(Dataset items)
──────────

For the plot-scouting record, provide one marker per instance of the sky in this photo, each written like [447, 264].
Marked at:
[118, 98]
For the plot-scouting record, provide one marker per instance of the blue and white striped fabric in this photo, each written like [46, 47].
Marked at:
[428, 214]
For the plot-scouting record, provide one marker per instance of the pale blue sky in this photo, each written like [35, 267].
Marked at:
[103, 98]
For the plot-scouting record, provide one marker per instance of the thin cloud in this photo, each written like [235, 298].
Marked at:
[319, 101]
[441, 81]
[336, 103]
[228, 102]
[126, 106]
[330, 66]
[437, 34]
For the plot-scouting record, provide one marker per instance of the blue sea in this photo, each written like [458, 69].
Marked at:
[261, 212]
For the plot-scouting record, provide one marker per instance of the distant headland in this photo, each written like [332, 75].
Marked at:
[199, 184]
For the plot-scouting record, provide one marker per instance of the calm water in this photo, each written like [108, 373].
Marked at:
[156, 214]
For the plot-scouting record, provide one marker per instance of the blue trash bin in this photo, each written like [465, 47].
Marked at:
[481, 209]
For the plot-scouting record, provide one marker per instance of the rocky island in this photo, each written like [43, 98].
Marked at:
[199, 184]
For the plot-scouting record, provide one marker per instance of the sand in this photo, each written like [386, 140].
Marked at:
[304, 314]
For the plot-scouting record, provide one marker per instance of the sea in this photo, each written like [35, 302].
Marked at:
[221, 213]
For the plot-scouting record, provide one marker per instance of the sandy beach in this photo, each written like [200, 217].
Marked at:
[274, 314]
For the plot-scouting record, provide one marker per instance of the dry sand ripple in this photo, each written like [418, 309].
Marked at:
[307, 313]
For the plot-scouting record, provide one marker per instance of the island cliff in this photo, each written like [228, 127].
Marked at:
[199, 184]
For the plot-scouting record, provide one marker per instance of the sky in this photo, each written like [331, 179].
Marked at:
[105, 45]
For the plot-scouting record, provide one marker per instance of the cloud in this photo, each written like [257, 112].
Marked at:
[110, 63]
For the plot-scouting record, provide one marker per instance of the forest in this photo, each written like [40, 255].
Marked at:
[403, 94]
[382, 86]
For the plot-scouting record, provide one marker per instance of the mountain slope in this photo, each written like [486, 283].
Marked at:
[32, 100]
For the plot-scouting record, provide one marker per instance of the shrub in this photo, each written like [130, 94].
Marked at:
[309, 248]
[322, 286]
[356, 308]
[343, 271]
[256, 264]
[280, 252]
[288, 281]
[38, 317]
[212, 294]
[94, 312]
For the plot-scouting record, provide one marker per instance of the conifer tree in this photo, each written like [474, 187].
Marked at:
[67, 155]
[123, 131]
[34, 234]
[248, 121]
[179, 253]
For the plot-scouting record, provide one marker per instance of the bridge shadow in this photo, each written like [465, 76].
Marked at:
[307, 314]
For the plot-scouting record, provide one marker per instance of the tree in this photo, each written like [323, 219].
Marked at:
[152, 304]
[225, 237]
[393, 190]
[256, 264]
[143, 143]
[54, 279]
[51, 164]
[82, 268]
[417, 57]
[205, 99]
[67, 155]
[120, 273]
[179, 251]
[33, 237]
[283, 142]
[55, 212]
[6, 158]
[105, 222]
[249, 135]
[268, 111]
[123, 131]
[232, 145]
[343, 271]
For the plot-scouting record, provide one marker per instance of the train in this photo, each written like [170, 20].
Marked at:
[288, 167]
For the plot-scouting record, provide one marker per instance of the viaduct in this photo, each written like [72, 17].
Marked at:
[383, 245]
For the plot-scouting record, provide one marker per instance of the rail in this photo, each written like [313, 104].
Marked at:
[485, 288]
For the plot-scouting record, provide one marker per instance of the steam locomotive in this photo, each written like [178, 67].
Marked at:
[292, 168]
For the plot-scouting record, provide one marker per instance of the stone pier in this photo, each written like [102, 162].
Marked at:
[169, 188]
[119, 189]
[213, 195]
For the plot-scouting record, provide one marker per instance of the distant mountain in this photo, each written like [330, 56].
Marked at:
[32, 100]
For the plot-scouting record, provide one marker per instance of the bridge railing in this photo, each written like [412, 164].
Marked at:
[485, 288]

──────────

**Problem statement**
Please reproduce every line of the material word for word.

**Solution to the problem**
For the plot-scouting record, provide one marker per instance of the sky in this photo, each written like [447, 264].
Marked at:
[118, 98]
For the plot-scouting record, provide one marker per instance of the blue and white striped fabric in this photo, each written like [46, 47].
Marked at:
[428, 214]
For the plot-scouting record, provide one marker per instance of the pale blue sky in this photo, each written like [35, 267].
Marked at:
[103, 98]
For the plot-scouting record, provide one marker per instance of the thin cloud in this photo, each written like [235, 298].
Marked at:
[319, 101]
[441, 81]
[336, 103]
[228, 102]
[126, 106]
[330, 66]
[437, 34]
For the plot-scouting record, provide one marker per instance of the blue sea in this photo, each written like [458, 69].
Marked at:
[261, 212]
For the plot-scouting record, provide one marker per instance of the distant headland in this photo, each written like [332, 75].
Marked at:
[199, 184]
For the plot-scouting record, provide one marker per instance of the calm water in this photo, each written like [108, 373].
Marked at:
[156, 214]
For the plot-scouting record, provide one marker per instance of the blue trash bin in this photo, each written like [465, 47].
Marked at:
[481, 209]
For the plot-scouting record, provide one marker per instance of the rocky island in this photo, each written like [43, 98].
Marked at:
[199, 184]
For the plot-scouting record, provide one marker per instance of the sand in this photo, each written like [386, 140].
Marked at:
[304, 314]
For the plot-scouting record, provide one marker per instance of the sea in this photo, each written like [35, 302].
Marked at:
[221, 213]
For the plot-scouting record, provide one marker per instance of the sandy beach in this photo, each written like [200, 217].
Marked at:
[274, 314]
For the plot-scouting record, provide one marker per instance of the dry sand ripple in this photo, each written like [418, 309].
Marked at:
[307, 313]
For the plot-scouting record, provide one marker per instance of the island cliff in this photo, each written like [228, 127].
Marked at:
[199, 184]
For the plot-scouting record, provide one marker per instance of the sky in this photo, each written like [331, 179].
Marked at:
[105, 45]
For the plot-scouting record, provide one marker per instance of the cloud in this photo, each written like [257, 112].
Marked at:
[110, 63]
For the plot-scouting record, provide one marker per instance of the forest in this photo, each written like [40, 255].
Marked at:
[403, 94]
[382, 86]
For the plot-scouting record, provide one marker per instance of the mountain slope in this photo, each written like [486, 283].
Marked at:
[32, 100]
For the plot-scouting record, provide one marker per instance of the shrub in this photo, each written like [130, 94].
Marked at:
[309, 248]
[322, 286]
[356, 308]
[343, 271]
[256, 264]
[280, 252]
[288, 281]
[38, 317]
[212, 294]
[94, 312]
For the plot-scouting record, provide one marker per instance of the conifer tree in this photo, each written like [474, 187].
Marked at:
[67, 155]
[123, 131]
[34, 234]
[248, 121]
[179, 253]
For the plot-scouting record, provide one marker per instance of the bridge shadow in this photo, each written like [465, 76].
Marked at:
[307, 314]
For the plot-scouting record, provide one marker per instance of the tree in this photo, each written like [323, 219].
Marked at:
[152, 304]
[225, 237]
[393, 190]
[256, 264]
[143, 143]
[54, 279]
[51, 164]
[82, 268]
[417, 57]
[205, 99]
[67, 155]
[120, 273]
[179, 251]
[33, 237]
[283, 142]
[55, 212]
[6, 158]
[105, 222]
[249, 135]
[268, 111]
[123, 131]
[232, 145]
[343, 271]
For the plot-scouting record, provide one marker per instance of the train in this photo, each written like [170, 20].
Marked at:
[288, 167]
For the plot-scouting record, provide one marker per instance of the viaduct in this photo, each written like [72, 17].
Marked at:
[383, 245]
For the plot-scouting record, provide one marker per instance of the rail in this photo, each written like [313, 104].
Marked at:
[485, 288]
For the plot-scouting record, provide one marker per instance of the steam locomotive in this photo, each written like [178, 67].
Marked at:
[292, 168]
For the plot-scouting record, provide one marker per instance of the stone pier in this photo, each written like [102, 162].
Marked at:
[169, 188]
[119, 189]
[213, 195]
For the plot-scouting record, provide one marker per instance of the distant mountain in this photo, each written like [330, 56].
Marked at:
[32, 100]
For the plot-scouting record, provide one marker per instance of the bridge railing in this photo, each written like [412, 164].
Marked at:
[485, 288]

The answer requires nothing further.